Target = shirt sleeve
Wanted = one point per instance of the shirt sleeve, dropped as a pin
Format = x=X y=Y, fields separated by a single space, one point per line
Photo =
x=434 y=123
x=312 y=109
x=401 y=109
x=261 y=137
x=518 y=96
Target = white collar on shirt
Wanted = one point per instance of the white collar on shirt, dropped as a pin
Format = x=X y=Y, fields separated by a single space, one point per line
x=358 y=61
# # # #
**What you have to do:** Can you update the listing above by changing every "dropped as a pin" to "placed as a marker" and keeping everything else the same?

**Task response:**
Target = shirt sleeve
Wanted = one point per instance of the shirt sleeve, placed as a marker
Format = x=X y=Y, fields separated by a single space, one point per line
Photo =
x=434 y=123
x=312 y=109
x=401 y=109
x=261 y=137
x=518 y=96
Target = white collar on shirt
Wanted = one point per instance of the white collar on shirt, placed as a marker
Format = x=X y=Y, fields separated by a single space, one point per line
x=358 y=61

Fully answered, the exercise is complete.